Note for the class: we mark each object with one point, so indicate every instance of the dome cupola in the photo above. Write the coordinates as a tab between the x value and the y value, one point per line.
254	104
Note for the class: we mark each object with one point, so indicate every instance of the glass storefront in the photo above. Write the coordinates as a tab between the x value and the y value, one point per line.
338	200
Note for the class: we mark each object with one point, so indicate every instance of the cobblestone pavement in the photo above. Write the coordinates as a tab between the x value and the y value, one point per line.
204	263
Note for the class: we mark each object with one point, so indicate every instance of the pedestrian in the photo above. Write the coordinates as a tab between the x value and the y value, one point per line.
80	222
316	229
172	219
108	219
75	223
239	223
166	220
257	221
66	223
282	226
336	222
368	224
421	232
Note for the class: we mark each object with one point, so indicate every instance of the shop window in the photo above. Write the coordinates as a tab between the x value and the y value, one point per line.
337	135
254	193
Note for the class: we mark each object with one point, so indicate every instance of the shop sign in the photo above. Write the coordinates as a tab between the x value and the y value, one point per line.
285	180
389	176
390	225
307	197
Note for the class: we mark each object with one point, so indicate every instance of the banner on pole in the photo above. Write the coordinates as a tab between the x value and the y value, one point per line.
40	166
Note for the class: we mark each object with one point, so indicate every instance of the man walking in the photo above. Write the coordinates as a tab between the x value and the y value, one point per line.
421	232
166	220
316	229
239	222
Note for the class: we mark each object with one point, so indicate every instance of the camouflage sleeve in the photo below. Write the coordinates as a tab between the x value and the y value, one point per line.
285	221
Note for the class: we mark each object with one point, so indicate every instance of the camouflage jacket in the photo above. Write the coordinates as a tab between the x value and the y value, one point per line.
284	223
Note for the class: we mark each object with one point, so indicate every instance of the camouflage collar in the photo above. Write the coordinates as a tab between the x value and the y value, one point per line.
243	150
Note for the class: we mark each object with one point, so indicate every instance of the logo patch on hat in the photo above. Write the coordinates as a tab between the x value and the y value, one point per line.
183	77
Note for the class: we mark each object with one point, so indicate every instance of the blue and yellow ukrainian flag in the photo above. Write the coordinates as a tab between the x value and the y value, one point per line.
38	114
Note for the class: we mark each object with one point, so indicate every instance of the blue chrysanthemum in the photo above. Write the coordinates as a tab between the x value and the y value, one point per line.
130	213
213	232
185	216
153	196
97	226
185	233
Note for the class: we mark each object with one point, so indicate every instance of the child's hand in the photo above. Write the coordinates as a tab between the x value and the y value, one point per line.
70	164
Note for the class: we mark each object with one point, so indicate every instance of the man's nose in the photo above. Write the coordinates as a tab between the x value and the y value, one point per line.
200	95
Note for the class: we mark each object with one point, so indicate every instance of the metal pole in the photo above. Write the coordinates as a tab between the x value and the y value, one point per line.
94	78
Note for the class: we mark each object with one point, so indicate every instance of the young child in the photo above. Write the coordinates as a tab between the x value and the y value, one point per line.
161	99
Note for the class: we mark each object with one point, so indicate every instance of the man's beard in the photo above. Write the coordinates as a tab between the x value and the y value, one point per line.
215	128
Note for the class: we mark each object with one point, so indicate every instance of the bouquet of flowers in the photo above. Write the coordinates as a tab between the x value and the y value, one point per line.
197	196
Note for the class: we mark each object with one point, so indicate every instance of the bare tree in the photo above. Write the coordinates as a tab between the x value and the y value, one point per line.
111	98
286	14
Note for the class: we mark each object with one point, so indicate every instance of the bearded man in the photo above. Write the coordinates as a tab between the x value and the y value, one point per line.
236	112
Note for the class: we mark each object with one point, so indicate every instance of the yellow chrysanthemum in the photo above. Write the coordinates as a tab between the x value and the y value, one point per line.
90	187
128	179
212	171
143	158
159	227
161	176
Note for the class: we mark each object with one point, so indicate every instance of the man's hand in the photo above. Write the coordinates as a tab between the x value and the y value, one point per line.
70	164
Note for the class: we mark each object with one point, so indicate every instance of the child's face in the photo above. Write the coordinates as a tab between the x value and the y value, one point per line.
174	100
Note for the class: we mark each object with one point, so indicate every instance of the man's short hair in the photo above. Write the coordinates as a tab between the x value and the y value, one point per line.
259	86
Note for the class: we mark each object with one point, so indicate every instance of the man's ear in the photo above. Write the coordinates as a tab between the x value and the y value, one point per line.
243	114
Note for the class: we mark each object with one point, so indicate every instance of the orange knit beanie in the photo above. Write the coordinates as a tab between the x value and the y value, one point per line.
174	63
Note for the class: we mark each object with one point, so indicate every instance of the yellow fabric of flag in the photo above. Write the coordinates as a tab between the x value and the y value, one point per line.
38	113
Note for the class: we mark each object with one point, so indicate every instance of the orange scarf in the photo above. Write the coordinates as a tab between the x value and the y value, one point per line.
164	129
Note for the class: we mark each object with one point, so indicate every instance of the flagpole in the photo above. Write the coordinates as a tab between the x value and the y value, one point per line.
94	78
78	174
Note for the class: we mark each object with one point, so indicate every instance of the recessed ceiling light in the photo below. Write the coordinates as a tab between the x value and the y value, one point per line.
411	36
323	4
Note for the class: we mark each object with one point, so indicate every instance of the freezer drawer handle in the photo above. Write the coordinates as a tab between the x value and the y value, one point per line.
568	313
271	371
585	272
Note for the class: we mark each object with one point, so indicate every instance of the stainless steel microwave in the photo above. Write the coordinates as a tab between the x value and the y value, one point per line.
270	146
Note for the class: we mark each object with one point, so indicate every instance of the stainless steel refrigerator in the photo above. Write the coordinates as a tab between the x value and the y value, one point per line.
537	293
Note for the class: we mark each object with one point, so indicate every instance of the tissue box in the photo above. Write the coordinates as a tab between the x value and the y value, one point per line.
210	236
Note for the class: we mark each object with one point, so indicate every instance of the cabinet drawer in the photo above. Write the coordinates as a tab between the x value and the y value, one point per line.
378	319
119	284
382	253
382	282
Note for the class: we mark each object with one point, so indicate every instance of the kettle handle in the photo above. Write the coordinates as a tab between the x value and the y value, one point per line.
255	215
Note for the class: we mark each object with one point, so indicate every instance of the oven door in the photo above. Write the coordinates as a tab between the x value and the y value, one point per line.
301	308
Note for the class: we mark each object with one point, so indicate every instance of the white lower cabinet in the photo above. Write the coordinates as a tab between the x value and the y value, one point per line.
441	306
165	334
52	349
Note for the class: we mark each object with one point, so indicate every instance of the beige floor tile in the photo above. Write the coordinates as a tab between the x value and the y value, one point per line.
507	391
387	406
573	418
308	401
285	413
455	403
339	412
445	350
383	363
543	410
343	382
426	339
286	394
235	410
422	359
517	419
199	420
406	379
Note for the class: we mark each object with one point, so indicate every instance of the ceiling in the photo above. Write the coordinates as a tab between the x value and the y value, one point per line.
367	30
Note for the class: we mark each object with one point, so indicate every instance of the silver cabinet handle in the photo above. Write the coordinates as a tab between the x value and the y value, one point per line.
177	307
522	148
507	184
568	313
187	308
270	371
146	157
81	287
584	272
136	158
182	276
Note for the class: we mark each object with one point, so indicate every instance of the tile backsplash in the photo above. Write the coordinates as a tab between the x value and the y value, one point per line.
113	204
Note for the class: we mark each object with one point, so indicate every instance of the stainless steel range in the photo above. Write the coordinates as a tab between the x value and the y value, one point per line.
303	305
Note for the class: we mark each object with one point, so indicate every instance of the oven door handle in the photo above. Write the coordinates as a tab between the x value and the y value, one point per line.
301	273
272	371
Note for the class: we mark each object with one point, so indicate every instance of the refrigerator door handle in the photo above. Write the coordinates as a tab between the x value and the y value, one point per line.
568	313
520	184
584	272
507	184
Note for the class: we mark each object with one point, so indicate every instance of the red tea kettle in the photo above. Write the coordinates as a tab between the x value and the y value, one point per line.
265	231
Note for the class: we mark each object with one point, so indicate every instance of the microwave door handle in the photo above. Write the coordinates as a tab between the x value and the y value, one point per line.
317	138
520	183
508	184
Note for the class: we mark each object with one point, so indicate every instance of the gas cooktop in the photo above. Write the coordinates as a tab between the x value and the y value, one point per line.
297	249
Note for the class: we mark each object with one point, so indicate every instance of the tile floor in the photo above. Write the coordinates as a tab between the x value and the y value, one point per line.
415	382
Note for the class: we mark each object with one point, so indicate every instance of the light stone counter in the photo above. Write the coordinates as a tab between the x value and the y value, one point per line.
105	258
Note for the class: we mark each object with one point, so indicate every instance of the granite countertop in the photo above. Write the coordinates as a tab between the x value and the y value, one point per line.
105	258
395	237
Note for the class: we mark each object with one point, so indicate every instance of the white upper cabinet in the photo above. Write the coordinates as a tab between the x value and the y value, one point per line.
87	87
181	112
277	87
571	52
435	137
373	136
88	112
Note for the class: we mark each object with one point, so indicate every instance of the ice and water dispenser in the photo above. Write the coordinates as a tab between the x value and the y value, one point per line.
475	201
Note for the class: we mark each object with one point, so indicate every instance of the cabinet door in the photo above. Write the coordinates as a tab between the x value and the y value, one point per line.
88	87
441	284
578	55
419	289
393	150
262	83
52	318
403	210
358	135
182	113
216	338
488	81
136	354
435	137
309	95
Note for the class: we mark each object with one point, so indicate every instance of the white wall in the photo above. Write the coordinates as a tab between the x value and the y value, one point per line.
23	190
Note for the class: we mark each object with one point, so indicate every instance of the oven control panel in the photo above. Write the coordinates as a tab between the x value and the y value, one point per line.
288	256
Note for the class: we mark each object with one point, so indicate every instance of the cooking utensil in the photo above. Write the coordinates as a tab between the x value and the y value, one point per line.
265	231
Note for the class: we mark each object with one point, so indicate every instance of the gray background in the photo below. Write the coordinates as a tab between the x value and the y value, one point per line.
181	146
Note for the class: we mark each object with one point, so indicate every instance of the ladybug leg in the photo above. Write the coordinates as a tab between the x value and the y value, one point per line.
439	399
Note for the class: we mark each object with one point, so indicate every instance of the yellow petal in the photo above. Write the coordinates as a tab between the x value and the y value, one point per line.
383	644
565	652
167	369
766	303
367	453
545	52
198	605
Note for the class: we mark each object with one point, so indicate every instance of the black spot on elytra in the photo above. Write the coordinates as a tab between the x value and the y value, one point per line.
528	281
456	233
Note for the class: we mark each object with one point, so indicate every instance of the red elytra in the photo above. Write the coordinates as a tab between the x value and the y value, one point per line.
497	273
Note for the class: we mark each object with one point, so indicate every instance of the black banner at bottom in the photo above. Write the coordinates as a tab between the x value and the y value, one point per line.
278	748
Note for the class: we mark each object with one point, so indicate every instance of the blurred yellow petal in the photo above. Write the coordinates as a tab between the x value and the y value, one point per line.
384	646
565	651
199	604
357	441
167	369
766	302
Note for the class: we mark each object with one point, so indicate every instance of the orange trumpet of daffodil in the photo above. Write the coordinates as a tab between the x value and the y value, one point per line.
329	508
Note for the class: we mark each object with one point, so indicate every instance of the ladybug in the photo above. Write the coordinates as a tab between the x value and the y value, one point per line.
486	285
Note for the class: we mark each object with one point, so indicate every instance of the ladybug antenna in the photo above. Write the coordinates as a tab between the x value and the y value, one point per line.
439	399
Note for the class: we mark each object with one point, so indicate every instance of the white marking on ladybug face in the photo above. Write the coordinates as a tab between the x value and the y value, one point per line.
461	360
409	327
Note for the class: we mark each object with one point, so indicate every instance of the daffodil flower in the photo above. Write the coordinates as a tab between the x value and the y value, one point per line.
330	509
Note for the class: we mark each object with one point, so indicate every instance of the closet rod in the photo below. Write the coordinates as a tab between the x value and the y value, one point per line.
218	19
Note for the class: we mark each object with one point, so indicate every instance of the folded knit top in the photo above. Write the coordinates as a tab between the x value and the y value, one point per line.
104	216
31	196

■ ■ ■ ■ ■ ■ ■

This exercise calls for the lines from the one holding "of the folded" through the end of the entries, transcribed exactly and with nothing more.

_PROBLEM SOLUTION_:
Note for the class: we mark each object with one point, so indicate every instance of the folded knit top in the photo above. Write the coordinates as a tab between the x value and the y value, one point per line.
104	216
31	196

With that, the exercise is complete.